[Exercises to complete]:
(a) Could you repeat the Web 2.0 Summit notes between "[my analysis and" and "the web finally.", inclusive, substituting "scholar" for "historian"?
(b) Could you proceed with the Web 2.0 Summit notes from the point where they stop?

[Text excerpt]:
::::::::::

View Article  Web 2.0 Summit 2006 - Day 2 / The Global Plant Floor with Don Tapscott
Day 2 notes from Web 2.0 Summit in San Francisco, CA:

[my analysis and notes are in these square brackets.]


The Global Plant Floor, by Don Tapscott, author of the new book Wikinomics
    • Just now publishing "wikinomics" - a new book about how mass collaboration changes everything
    • Available for pre-order now:
    • First chapter is available here




    • Carlotta Perez, historian, talks about all revolutions: excitement, bubble, bubble burst, actual deployment cycle. We're now heading into the real period of the web finally.
    • This is the biggest change to company structures, competition, and the way companies create value that has happened in the past hundred years!
    • My company has done large $500M syndicated research projects to understand this stuff.
    • I have been studying web 2.0 for six years now.
    • Web 1.0: HTML; standard for presentation
    • Web 2.0: web services; multimedia, geospatial, mobility, integration, "the thing"; it is becoming a platform for application building in its own right but is not a presentation layer.

::::::::::

[Recorded information]:
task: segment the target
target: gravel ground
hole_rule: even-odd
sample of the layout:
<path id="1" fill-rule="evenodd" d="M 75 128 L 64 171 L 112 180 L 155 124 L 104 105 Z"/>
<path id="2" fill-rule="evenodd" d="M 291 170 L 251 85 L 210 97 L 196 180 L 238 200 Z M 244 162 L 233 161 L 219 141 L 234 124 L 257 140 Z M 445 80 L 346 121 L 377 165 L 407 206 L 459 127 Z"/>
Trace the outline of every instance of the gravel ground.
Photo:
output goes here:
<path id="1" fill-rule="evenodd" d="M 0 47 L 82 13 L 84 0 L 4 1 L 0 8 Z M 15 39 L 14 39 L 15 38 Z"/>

::::::::::

[Answers below]:
(a)
[my analysis and notes are in these square brackets.]


The Global Plant Floor, by Don Tapscott, author of the new book Wikinomics
    • Just now publishing "wikinomics" - a new book about how mass collaboration changes everything
    • Available for pre-order now:
    • First chapter is available here




    • Carlotta Perez, scholar, talks about all revolutions: excitement, bubble, bubble burst, actual deployment cycle. We're now heading into the real period of the web finally.

(b)
    • The act of putting stuff on the web is "programming" the machine.
    • Enterprise 2.0 is about the economics of collaboration:
      • Why do firms exist? Transaction costs; the cost of coordination to bring it all together to solve a problem. Otherwise, everything would be built by individuals. It's cheaper to do things in the corporation than as a single person.
      • We moved from industrial age corporations to the extended enterprise, to the business webs (think of the IT global supply chain web) and moving to "mass collaboration" - this is MUCH more than crowd-sourcing or social networking. Social networking is becoming a new form of production. Self-organization  What used to take millenia or centuries can now happen in years, months, or overnight.
      • BMW's X3 is built by Magna, a globally distributed group of manufacturers, not by BMW. This is about changing how BMW makes cars.
      • Goldcorp: published his proprietary geo-data on the web and held a competition for $500K to see who could find gold on the property they owned. For $500K investment, he found $3.4B worth of gold. His market cap went up to $10B. He had all sorts of crazy responses from geologists, mathematicians, etc. and got crazy solutions.
        • HOLY COW
        • He acted globally; he shared his private data; he changed the game.
    • Mass collaboration:
      • Question: Could you create something other than an operating system with open source? Answer from Linus Torvalds: I don't think there's anything you couldn't create.
      • Red Hat: Linux; Spike source; open source applications are all good examples.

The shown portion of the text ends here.